◆ Sayfa Alıntısı ◆
========================

Old 09-10-2007, 13:57   #24
Toygar Yavuzcan

 
Varsayılan

Herkese Merhaba
Gazetelerde okuduğumda da aynı şeyi düşünmüştüm şimdi sizlerle paylaşmak istedim.
Hobi olarak biraz felsefe ile biraz mitoloji ile ilgileniyorum, dünyanın çok eski tarihinde evlilik kurumunun hiç olmadığı, insanların klanlar ve kabileler halinde yaşadıkları, doğan çocukların tüm klan toplumunun malı sayıldığı, özel mülkiyetin söz konusu olmadığı, klanın tüm mülkiyetinin ortak olduğu, insanların iş bölümü içinde çalıştıkları, eşit olarak paylaştıkları bir dönem var.
Buna bazı tarih kitapları ana erkil düzen derken bazıları ise gaia veya toprak ana kültürü demekte.
Zaman içerisinde nufus artışına, kaynakların azalmasına, klanlar arası savaşlara, fetihlere bağlı olarak ortadan kalkmış.
Evlilik kurumu ise bu düzenin ortadan kaldırılması, özel mülkiyetin girmesi, toplumlara zengin ve güçlülerin egemen olmasıyla girmiş insan dünyasına.
İnsanoğlu' nun evlilik kurumu ile tanışması erkek egemen ataerkil düzene geçiş ile birlikte olmuş.
Yani evlilik kurumun gelişinin esas sebebi kuşaktan kuşağa mal aktarımını (miras müessesini)ve sermaye birikimini sağlamak. haliyle de buna bağlı olarak nesep, veraset, varis gibi kavramlarla tanışmışız.

========================

◆ Verilen Görev 1 ◆
Aşağıdaki girdilerden "building" sözcüğünü içeren bütün satırları ayıklayın.

◆ Materyal ◆
========================

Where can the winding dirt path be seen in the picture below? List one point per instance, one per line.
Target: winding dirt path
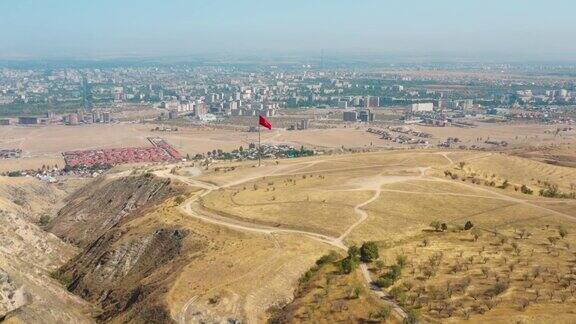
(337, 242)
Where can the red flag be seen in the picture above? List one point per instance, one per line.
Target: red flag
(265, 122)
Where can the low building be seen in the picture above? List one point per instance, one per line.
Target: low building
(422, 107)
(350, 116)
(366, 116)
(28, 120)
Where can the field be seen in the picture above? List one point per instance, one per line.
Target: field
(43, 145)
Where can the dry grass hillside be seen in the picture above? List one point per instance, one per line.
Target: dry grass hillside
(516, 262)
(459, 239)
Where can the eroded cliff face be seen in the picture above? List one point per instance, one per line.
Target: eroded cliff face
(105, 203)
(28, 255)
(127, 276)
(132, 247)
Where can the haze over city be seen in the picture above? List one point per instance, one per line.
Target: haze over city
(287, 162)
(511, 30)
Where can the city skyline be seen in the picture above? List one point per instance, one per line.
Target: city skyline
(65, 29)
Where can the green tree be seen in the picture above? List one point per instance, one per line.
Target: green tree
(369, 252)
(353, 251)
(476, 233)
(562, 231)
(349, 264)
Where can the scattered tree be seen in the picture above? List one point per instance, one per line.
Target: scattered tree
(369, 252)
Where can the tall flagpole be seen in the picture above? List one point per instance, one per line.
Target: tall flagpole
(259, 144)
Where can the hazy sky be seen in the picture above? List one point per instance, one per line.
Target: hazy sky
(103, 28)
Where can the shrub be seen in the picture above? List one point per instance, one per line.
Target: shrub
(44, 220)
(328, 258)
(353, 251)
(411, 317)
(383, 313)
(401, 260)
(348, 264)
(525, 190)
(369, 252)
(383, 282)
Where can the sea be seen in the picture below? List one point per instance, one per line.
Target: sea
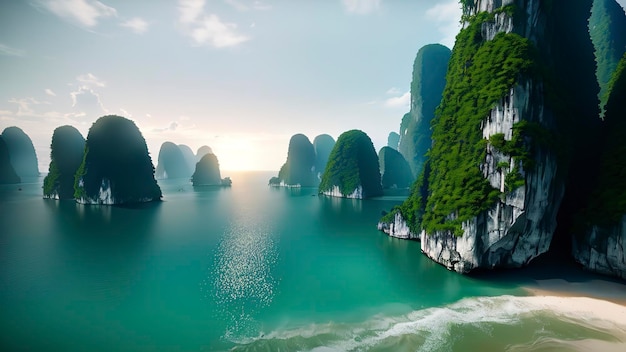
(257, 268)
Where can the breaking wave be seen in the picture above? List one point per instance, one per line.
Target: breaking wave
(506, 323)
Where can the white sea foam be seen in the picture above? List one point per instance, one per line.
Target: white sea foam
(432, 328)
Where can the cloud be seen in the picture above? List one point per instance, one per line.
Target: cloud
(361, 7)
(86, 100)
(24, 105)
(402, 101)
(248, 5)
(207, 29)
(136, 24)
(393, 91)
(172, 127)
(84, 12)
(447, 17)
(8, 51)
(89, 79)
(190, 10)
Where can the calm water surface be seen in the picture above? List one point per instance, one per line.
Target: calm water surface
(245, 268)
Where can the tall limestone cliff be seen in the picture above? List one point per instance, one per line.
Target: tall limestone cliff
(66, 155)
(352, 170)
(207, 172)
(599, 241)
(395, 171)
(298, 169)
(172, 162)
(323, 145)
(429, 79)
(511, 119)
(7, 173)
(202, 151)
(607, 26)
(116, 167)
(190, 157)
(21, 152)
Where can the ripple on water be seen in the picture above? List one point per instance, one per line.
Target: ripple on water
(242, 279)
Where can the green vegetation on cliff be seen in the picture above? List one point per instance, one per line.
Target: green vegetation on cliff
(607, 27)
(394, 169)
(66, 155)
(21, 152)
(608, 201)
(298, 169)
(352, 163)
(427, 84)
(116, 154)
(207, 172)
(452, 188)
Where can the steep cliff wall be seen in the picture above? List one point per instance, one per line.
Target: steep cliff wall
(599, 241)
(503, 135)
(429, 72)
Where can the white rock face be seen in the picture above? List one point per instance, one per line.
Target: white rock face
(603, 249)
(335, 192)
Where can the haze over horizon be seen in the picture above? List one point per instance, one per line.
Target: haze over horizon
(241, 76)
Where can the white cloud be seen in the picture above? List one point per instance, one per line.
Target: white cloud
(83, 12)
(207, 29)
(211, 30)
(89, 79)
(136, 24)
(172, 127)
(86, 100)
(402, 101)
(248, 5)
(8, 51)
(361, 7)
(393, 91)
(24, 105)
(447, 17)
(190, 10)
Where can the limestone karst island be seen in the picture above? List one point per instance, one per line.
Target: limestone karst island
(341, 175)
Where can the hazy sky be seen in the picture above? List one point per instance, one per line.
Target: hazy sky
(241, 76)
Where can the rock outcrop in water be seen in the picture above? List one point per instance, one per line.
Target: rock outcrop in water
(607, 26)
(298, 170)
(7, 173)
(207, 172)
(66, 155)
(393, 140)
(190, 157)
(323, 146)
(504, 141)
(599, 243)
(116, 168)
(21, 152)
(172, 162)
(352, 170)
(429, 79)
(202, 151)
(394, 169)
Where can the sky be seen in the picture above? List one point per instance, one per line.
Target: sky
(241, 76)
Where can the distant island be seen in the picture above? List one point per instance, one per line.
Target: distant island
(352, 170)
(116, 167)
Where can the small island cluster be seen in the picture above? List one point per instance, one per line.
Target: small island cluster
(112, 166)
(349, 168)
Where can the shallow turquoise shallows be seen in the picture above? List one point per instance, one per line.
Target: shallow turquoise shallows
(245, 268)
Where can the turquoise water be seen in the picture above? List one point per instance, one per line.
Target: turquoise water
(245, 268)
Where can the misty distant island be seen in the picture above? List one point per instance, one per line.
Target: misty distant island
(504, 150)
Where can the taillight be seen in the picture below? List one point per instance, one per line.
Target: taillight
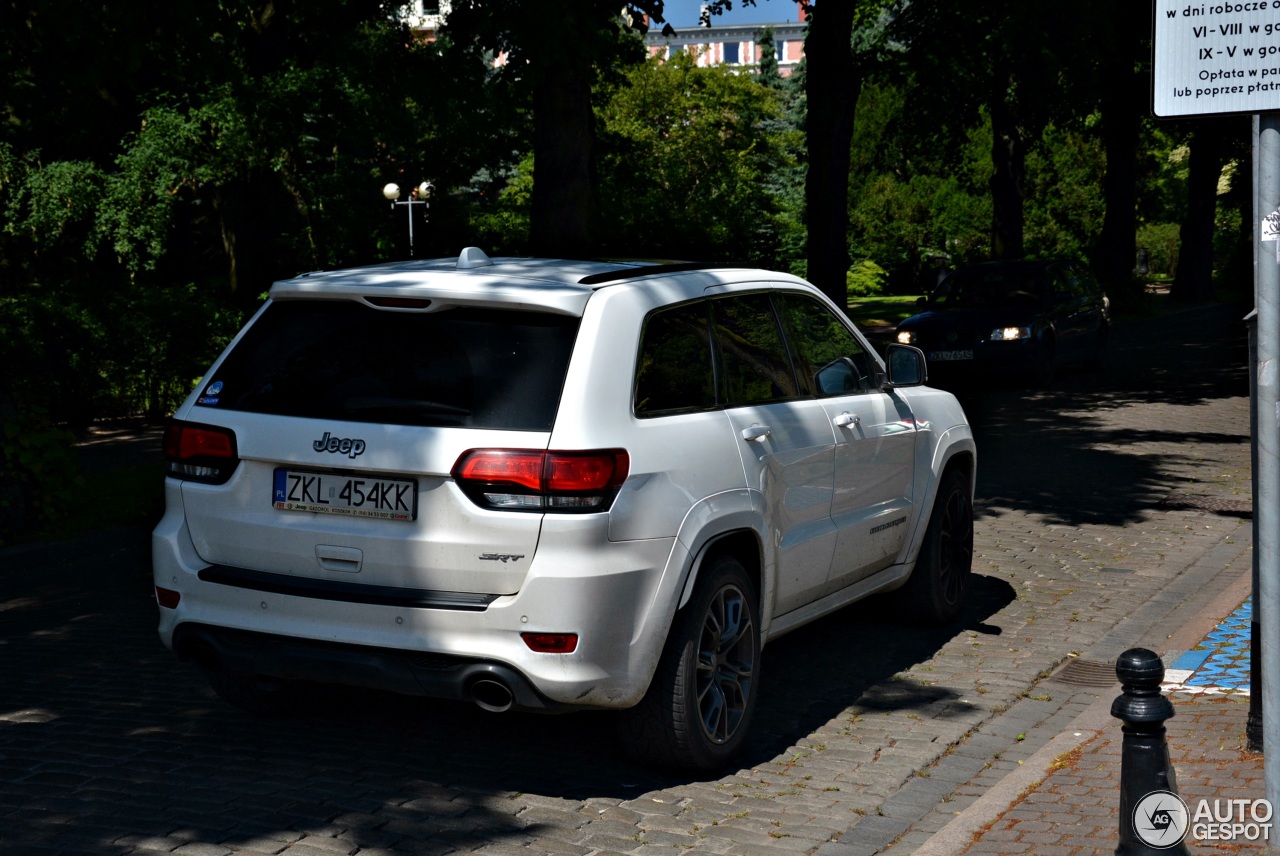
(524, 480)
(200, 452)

========================

◆ Verilen Görev 2 ◆
Evlilik kurumunun kökenine dair yukarıdaki metni hiçbir değişiklik yapmadan baştan sona yeniden yazın.

◆ Görev Çıktısı 1 ◆
Where can the low building be seen in the picture above? List one point per instance, one per line.
Target: low building

◆ Görev Çıktısı 2 ◆
Old 09-10-2007, 13:57   #24
Toygar Yavuzcan

 
Varsayılan

Herkese Merhaba
Gazetelerde okuduğumda da aynı şeyi düşünmüştüm şimdi sizlerle paylaşmak istedim.
Hobi olarak biraz felsefe ile biraz mitoloji ile ilgileniyorum, dünyanın çok eski tarihinde evlilik kurumunun hiç olmadığı, insanların klanlar ve kabileler halinde yaşadıkları, doğan çocukların tüm klan toplumunun malı sayıldığı, özel mülkiyetin söz konusu olmadığı, klanın tüm mülkiyetinin ortak olduğu, insanların iş bölümü içinde çalıştıkları, eşit olarak paylaştıkları bir dönem var.
Buna bazı tarih kitapları ana erkil düzen derken bazıları ise gaia veya toprak ana kültürü demekte.
Zaman içerisinde nufus artışına, kaynakların azalmasına, klanlar arası savaşlara, fetihlere bağlı olarak ortadan kalkmış.
Evlilik kurumu ise bu düzenin ortadan kaldırılması, özel mülkiyetin girmesi, toplumlara zengin ve güçlülerin egemen olmasıyla girmiş insan dünyasına.
İnsanoğlu' nun evlilik kurumu ile tanışması erkek egemen ataerkil düzene geçiş ile birlikte olmuş.
Yani evlilik kurumun gelişinin esas sebebi kuşaktan kuşağa mal aktarımını (miras müessesini)ve sermaye birikimini sağlamak. haliyle de buna bağlı olarak nesep, veraset, varis gibi kavramlarla tanışmışız.